Reproduce the items below verbatim, starting at the line that contains "Q: Locate the black" and continuing up to and including the final line of the items.

• • •

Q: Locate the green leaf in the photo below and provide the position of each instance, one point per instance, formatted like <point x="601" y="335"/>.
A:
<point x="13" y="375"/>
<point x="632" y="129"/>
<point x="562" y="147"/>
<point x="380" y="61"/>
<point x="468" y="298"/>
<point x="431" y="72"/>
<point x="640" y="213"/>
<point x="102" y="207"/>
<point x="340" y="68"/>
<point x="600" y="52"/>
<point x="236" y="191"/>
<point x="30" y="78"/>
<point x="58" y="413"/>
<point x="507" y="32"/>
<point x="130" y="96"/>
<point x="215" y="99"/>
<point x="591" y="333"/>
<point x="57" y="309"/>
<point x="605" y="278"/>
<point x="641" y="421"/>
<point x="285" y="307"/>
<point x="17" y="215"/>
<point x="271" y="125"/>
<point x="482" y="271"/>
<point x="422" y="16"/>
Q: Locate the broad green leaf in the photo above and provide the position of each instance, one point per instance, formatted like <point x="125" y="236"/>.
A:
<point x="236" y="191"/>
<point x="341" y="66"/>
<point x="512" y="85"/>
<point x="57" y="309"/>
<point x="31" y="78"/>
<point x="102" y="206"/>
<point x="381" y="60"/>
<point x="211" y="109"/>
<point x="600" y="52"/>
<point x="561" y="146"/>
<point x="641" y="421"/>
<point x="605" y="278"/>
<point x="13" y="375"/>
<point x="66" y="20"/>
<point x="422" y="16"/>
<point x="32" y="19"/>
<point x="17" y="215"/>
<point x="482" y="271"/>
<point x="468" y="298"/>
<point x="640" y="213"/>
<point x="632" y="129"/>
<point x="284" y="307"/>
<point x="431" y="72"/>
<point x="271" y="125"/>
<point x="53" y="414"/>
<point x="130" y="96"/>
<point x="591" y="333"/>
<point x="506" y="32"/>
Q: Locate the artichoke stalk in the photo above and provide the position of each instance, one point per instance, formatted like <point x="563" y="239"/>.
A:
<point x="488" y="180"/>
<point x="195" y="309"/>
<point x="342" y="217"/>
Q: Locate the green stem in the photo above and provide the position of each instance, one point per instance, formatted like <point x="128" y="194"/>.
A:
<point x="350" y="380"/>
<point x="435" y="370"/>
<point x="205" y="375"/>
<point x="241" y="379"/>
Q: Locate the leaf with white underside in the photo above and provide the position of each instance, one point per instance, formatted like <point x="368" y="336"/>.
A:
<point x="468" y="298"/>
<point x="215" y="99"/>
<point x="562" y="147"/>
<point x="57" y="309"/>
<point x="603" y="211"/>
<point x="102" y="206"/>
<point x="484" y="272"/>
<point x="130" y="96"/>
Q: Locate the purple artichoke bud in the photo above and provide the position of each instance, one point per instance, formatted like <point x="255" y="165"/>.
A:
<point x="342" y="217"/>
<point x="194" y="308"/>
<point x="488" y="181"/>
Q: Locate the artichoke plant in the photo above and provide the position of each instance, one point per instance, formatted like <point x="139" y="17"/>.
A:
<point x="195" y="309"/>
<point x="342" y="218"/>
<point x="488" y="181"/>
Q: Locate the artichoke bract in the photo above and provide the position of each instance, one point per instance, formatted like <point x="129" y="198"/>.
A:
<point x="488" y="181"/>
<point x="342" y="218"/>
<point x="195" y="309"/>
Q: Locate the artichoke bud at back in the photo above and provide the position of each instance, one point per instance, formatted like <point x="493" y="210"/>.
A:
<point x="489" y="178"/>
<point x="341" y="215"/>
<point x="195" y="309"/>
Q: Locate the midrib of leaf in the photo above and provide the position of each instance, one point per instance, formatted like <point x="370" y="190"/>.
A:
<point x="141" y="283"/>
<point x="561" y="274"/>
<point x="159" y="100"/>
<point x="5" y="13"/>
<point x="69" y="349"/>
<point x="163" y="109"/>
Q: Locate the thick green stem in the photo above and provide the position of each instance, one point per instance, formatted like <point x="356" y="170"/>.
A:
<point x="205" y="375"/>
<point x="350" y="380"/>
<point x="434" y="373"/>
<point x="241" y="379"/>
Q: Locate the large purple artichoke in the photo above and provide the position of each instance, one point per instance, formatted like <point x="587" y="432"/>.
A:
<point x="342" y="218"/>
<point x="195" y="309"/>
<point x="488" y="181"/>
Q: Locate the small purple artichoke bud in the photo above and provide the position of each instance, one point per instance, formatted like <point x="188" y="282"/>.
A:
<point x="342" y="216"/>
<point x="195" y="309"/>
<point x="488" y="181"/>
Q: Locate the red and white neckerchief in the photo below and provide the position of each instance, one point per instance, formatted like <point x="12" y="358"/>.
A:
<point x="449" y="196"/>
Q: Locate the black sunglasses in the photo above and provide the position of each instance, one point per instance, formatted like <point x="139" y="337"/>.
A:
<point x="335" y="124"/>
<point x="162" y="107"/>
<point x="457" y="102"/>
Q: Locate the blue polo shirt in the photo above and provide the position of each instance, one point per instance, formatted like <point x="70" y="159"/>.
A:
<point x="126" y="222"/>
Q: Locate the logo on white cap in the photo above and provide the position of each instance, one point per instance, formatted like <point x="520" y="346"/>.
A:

• • •

#### [SOLUTION TO THIS EXERCISE]
Q: Locate the black sunglasses in the photo above and provide the position of each instance, one point per instance, formatted like <point x="139" y="337"/>.
A:
<point x="335" y="124"/>
<point x="162" y="107"/>
<point x="457" y="102"/>
Q: Locate the blue polo shirt in the photo above and provide the position of each instance, one point per instance, formatted like <point x="70" y="159"/>.
A:
<point x="126" y="222"/>
Q: Locate the logo on white cap in the photo above and provide the position of each instance, one point per instance, formatted like <point x="520" y="346"/>.
A:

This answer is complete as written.